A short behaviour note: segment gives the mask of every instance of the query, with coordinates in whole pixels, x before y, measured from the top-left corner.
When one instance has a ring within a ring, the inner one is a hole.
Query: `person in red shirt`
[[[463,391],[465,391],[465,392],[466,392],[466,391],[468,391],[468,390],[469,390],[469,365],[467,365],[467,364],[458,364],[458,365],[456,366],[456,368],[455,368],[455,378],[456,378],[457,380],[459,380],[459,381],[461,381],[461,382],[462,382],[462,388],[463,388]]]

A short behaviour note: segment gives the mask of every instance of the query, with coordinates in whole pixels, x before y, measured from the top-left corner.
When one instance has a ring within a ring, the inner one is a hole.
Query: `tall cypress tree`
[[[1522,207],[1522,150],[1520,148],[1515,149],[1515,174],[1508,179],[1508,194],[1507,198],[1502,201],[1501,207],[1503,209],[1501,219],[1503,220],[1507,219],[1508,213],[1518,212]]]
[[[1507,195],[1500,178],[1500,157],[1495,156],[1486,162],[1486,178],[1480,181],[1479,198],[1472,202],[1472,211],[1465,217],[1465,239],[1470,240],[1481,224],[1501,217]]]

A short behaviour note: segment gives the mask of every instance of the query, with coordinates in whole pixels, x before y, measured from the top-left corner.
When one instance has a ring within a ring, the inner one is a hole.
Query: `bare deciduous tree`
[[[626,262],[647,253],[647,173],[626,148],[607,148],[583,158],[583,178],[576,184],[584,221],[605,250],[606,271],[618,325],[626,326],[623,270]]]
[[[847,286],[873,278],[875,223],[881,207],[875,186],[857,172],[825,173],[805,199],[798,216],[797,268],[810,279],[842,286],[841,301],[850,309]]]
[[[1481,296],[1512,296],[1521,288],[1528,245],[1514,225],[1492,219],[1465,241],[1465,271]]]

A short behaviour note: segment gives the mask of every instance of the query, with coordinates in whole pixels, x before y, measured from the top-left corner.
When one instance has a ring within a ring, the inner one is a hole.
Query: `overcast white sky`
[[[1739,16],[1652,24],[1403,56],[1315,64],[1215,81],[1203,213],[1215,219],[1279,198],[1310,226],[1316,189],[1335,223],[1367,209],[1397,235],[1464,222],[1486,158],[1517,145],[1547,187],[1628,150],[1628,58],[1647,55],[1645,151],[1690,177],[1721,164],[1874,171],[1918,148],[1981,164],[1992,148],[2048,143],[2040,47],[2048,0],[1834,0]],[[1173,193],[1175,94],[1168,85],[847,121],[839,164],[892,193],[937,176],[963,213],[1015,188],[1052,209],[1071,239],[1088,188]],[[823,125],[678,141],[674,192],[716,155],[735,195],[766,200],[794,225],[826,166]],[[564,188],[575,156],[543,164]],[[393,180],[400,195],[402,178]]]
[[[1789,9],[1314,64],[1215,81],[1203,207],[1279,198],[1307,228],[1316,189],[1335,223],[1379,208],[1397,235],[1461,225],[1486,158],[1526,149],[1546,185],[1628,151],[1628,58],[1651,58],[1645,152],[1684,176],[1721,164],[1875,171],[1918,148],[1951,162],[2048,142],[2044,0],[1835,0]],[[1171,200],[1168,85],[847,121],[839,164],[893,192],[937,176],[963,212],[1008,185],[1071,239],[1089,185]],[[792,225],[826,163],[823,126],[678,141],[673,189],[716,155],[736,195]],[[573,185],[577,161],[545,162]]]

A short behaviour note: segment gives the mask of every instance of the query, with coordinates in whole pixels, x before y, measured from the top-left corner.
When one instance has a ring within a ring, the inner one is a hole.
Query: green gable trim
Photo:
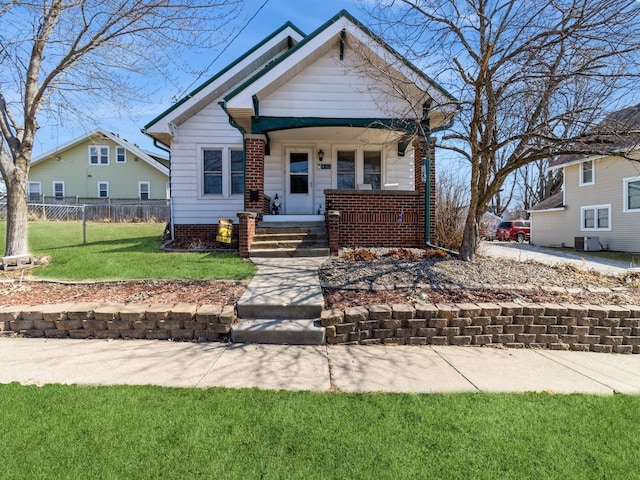
[[[186,101],[188,101],[189,99],[191,99],[194,95],[196,95],[198,92],[202,91],[204,88],[208,87],[209,85],[211,85],[213,82],[215,82],[216,80],[218,80],[222,75],[224,75],[225,73],[227,73],[229,70],[231,70],[233,67],[235,67],[236,65],[238,65],[240,62],[242,62],[243,60],[245,60],[246,58],[248,58],[250,55],[252,55],[254,52],[256,52],[257,50],[259,50],[260,48],[262,48],[264,45],[266,45],[267,43],[269,43],[273,38],[277,37],[280,33],[282,33],[283,31],[285,31],[287,28],[291,28],[292,30],[294,30],[296,33],[298,33],[301,37],[306,37],[306,34],[300,30],[298,27],[296,27],[293,23],[291,22],[287,22],[284,25],[282,25],[279,29],[277,29],[275,32],[273,32],[271,35],[269,35],[268,37],[266,37],[264,40],[262,40],[260,43],[258,43],[255,47],[251,48],[249,51],[247,51],[244,55],[238,57],[236,60],[234,60],[233,62],[231,62],[229,65],[227,65],[225,68],[223,68],[222,70],[220,70],[218,73],[216,73],[213,77],[211,77],[209,80],[207,80],[206,82],[204,82],[203,84],[201,84],[200,86],[196,87],[195,90],[191,91],[190,93],[188,93],[187,95],[185,95],[183,98],[181,98],[180,100],[178,100],[175,104],[173,104],[171,107],[169,107],[168,109],[166,109],[164,112],[162,112],[160,115],[158,115],[156,118],[154,118],[153,120],[151,120],[149,123],[147,123],[144,127],[143,127],[143,132],[151,127],[151,125],[155,124],[156,122],[158,122],[161,118],[163,118],[164,116],[168,115],[169,113],[171,113],[172,111],[174,111],[176,108],[178,108],[180,105],[182,105],[183,103],[185,103]],[[289,45],[289,48],[291,48],[291,44],[293,43],[291,37],[287,38],[287,42]]]
[[[401,118],[254,117],[251,119],[251,133],[253,134],[309,127],[384,128],[411,134],[418,131],[418,125],[415,121]]]
[[[289,58],[291,55],[293,55],[296,51],[298,51],[299,49],[303,48],[304,45],[306,45],[307,43],[309,43],[311,40],[313,40],[315,37],[317,37],[318,35],[320,35],[324,30],[326,30],[329,26],[331,26],[332,24],[334,24],[335,22],[337,22],[340,18],[345,17],[347,18],[349,21],[351,21],[357,28],[359,28],[360,30],[362,30],[365,34],[367,34],[369,37],[371,37],[372,39],[374,39],[376,42],[378,42],[385,50],[387,50],[389,53],[391,53],[392,55],[396,56],[398,59],[400,59],[402,61],[402,63],[404,63],[408,68],[410,68],[411,70],[413,70],[417,75],[419,75],[421,78],[423,78],[424,80],[427,81],[427,83],[431,84],[434,88],[436,88],[437,90],[439,90],[440,92],[442,92],[443,95],[445,95],[446,97],[448,97],[451,102],[453,103],[459,103],[459,101],[453,96],[451,95],[447,90],[445,90],[441,85],[439,85],[438,83],[436,83],[434,80],[432,80],[430,77],[428,77],[427,75],[425,75],[425,73],[423,71],[421,71],[418,67],[416,67],[413,63],[411,63],[409,60],[407,60],[406,58],[404,58],[402,55],[400,55],[396,50],[394,50],[393,48],[391,48],[384,40],[382,40],[379,36],[375,35],[371,30],[369,30],[367,27],[365,27],[362,23],[360,23],[358,20],[356,20],[355,17],[353,17],[348,11],[346,10],[341,10],[337,15],[335,15],[334,17],[332,17],[331,19],[329,19],[327,22],[325,22],[322,26],[320,26],[318,29],[316,29],[314,32],[312,32],[311,34],[307,35],[305,38],[303,38],[301,41],[299,41],[298,43],[296,43],[290,50],[286,51],[285,53],[283,53],[282,55],[280,55],[277,59],[275,59],[273,62],[269,63],[265,68],[263,68],[262,70],[258,71],[255,75],[253,75],[252,77],[249,77],[245,82],[243,82],[242,84],[240,84],[238,87],[236,87],[235,89],[233,89],[230,93],[228,93],[225,97],[224,97],[224,101],[228,102],[229,100],[231,100],[233,97],[235,97],[236,95],[238,95],[240,92],[242,92],[244,89],[246,89],[249,85],[251,85],[252,83],[254,83],[256,80],[258,80],[259,78],[261,78],[263,75],[265,75],[266,73],[268,73],[269,71],[271,71],[273,68],[275,68],[277,65],[279,65],[280,63],[284,62],[287,58]]]

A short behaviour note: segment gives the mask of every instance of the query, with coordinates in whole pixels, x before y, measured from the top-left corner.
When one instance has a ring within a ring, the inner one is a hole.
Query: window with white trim
[[[622,180],[623,212],[640,212],[640,177],[624,178]]]
[[[109,146],[89,145],[89,163],[91,165],[109,165]]]
[[[140,200],[149,200],[151,198],[150,182],[138,182],[138,198]]]
[[[109,198],[109,182],[98,182],[98,198]]]
[[[53,182],[53,196],[56,200],[64,198],[64,182]]]
[[[338,177],[339,190],[354,190],[356,188],[356,152],[354,150],[338,150]]]
[[[580,230],[611,231],[611,205],[589,205],[581,207]]]
[[[42,184],[40,182],[29,182],[27,185],[27,195],[30,202],[40,201],[42,195]]]
[[[124,147],[116,147],[116,163],[125,163],[127,161],[127,151]]]
[[[593,185],[595,181],[595,167],[593,160],[582,162],[580,164],[580,185]]]
[[[372,190],[382,188],[382,152],[365,151],[363,155],[364,183],[371,185]]]
[[[202,195],[244,194],[244,150],[237,146],[202,149]]]

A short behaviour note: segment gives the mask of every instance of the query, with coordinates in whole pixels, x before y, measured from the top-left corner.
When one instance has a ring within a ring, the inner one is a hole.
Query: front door
[[[288,215],[313,213],[312,173],[311,149],[287,150],[287,198],[284,213]]]

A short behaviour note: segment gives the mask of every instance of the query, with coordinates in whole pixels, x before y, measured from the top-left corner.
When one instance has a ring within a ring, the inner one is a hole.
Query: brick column
[[[254,212],[240,212],[240,227],[238,229],[238,253],[240,258],[249,258],[251,244],[256,234],[256,217]]]
[[[340,212],[328,210],[325,214],[327,226],[327,240],[329,241],[329,252],[337,255],[340,250]]]
[[[415,189],[419,192],[424,198],[426,185],[422,181],[422,160],[426,156],[427,152],[427,142],[424,138],[418,138],[413,142],[414,148],[414,184]],[[434,242],[434,230],[433,223],[436,216],[436,141],[435,138],[431,139],[431,143],[429,145],[429,160],[431,171],[429,172],[430,180],[431,180],[431,191],[429,192],[429,205],[430,205],[430,213],[431,213],[431,238],[428,239],[429,242]],[[424,202],[422,202],[422,208],[420,209],[420,223],[424,225],[426,221],[426,217],[424,214]]]
[[[244,198],[245,209],[262,212],[264,195],[264,147],[262,135],[245,136]],[[257,191],[257,198],[251,199],[251,191]]]

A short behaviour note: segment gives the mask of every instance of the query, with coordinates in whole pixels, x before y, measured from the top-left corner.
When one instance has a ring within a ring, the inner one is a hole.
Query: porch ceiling
[[[385,144],[397,142],[404,132],[372,128],[309,127],[269,132],[275,142],[326,142],[348,144]]]

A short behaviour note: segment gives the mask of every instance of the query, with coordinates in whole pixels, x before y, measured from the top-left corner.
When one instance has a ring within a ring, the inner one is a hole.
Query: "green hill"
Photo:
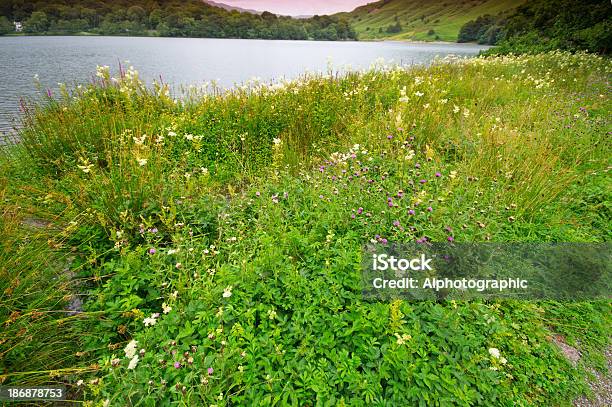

▶ WHAT YOU ARE ASKED TO DO: All lines holding the word "green" must be found in the listing and copied.

▶ SOLUTION TO THE EXERCISE:
Query: green gable trim
Query: "green hill"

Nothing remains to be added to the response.